Stored items from a collection:
****************

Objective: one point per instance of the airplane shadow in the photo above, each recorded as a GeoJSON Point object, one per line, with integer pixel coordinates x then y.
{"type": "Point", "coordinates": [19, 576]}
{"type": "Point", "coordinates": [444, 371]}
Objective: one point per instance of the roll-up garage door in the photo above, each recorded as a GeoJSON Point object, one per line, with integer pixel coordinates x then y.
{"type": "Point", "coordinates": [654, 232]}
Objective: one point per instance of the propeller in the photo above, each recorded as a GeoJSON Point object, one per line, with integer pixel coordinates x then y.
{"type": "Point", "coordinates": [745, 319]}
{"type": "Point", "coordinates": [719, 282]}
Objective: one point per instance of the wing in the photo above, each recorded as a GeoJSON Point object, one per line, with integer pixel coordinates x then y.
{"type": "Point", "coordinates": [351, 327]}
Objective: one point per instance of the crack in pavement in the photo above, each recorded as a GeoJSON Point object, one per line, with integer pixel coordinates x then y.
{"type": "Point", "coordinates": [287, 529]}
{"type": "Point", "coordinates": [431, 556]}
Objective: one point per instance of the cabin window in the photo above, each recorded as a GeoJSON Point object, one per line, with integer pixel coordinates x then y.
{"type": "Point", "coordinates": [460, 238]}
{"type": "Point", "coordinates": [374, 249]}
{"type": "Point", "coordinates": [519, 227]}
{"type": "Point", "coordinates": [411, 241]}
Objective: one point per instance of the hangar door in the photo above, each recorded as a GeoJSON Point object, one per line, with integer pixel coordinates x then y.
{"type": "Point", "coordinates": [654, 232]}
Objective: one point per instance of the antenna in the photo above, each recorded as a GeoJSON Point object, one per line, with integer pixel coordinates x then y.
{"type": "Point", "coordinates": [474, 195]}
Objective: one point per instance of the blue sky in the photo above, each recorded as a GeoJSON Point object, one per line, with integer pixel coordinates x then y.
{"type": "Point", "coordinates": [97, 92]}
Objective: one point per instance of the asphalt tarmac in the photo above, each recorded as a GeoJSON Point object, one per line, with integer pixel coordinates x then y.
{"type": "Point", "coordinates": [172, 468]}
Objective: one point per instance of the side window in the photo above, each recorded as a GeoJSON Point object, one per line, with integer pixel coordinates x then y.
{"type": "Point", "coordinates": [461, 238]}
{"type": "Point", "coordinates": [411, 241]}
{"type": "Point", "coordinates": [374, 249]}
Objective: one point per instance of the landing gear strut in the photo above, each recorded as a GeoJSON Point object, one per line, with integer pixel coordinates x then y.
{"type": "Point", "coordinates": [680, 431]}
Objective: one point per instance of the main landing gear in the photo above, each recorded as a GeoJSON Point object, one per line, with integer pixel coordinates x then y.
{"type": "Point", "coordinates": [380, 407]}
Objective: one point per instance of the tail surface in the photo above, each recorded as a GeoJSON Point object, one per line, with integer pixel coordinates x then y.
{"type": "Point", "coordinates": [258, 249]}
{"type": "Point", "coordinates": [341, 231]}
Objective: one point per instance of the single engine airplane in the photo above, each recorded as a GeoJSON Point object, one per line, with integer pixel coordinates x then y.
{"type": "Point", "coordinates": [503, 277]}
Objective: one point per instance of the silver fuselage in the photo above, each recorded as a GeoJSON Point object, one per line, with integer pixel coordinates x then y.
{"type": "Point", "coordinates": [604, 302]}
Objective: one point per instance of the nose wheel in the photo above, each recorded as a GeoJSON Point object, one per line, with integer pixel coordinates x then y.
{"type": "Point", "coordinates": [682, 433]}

****************

The request ▸ Return what is listed above, exactly and completely.

Result of the exercise ▸
Objective: one point per instance of the airplane shadow in the photo above, each recorded as a GeoJSON Point object, one per line, with integer pixel coordinates x then y.
{"type": "Point", "coordinates": [19, 576]}
{"type": "Point", "coordinates": [444, 371]}
Objective: one point per instance of the roll-up garage door in the photo above, each recorded as a GeoJSON Point object, one per line, with integer pixel coordinates x then y.
{"type": "Point", "coordinates": [654, 232]}
Objective: one point per instance of the propeller in the photo above, each recorded as a GeoJSON Point object, one per line, with integer pixel coordinates x then y.
{"type": "Point", "coordinates": [745, 319]}
{"type": "Point", "coordinates": [719, 282]}
Objective: one point per instance of the wing in the photo above, each recorded as a GeoJSON Point object, one per line, with integer pixel coordinates x then y.
{"type": "Point", "coordinates": [351, 327]}
Objective: one point per instance of the crack in pavement in the photo above, each recorded as a GeoJSON Point object, one per line, with integer pixel coordinates x then y.
{"type": "Point", "coordinates": [287, 529]}
{"type": "Point", "coordinates": [431, 556]}
Objective: one point per instance of the cabin window in the photo above, each recorded as a GeoJSON Point object, one per line, with integer pixel coordinates x then y.
{"type": "Point", "coordinates": [460, 238]}
{"type": "Point", "coordinates": [374, 249]}
{"type": "Point", "coordinates": [519, 227]}
{"type": "Point", "coordinates": [411, 241]}
Objective: one point per instance of the hangar door in the photo above, each recorded as a GeoJSON Point object, one per line, with integer pixel coordinates x then y.
{"type": "Point", "coordinates": [654, 232]}
Objective: one point per instance of the antenna in the photo above, each recorded as a GeoJSON Point object, one per line, with integer pixel coordinates x then y.
{"type": "Point", "coordinates": [474, 195]}
Objective: one point per instance of the blue sky in the photo above, each recorded as a GeoJSON Point object, one per line, with integer pixel coordinates x then y.
{"type": "Point", "coordinates": [97, 92]}
Objective: one point per instance of the asphalt tarmac in the photo above, each recorded as a GeoJSON Point object, one per line, with integer pixel coordinates x then y.
{"type": "Point", "coordinates": [172, 468]}
Objective: one point per instance of the side window in the photo above, each recorded as a GeoJSON Point object, one per line, with integer pixel coordinates x then y.
{"type": "Point", "coordinates": [461, 238]}
{"type": "Point", "coordinates": [411, 241]}
{"type": "Point", "coordinates": [374, 249]}
Objective: one point per instance of the landing gear strut in the photo above, each recorded as a GeoJSON Point object, one per line, with integer pixel coordinates x then y.
{"type": "Point", "coordinates": [680, 431]}
Objective: one point per instance of the main landing gear in the photo above, each recorded as a GeoJSON Point object, one per line, with integer pixel coordinates x then y.
{"type": "Point", "coordinates": [380, 407]}
Objective: one point per instance of the tail surface in the photo above, each recorded as a GeoJSON Point object, one per line, with integer pixel coordinates x then y.
{"type": "Point", "coordinates": [258, 249]}
{"type": "Point", "coordinates": [341, 231]}
Objective: one point per instance of the single engine airplane in the photo above, each recorded as a GeoJSON Point object, one per line, with integer pixel coordinates x then y.
{"type": "Point", "coordinates": [503, 277]}
Objective: one point per instance of the silver fuselage in the photo above, each recorded as a GeoJSON Point object, one per line, with integer pixel coordinates x then y.
{"type": "Point", "coordinates": [604, 302]}
Objective: one point per instance of the nose wheel in the photo above, each recorded as a GeoJSON Point object, one per line, with integer pixel coordinates x then y.
{"type": "Point", "coordinates": [682, 433]}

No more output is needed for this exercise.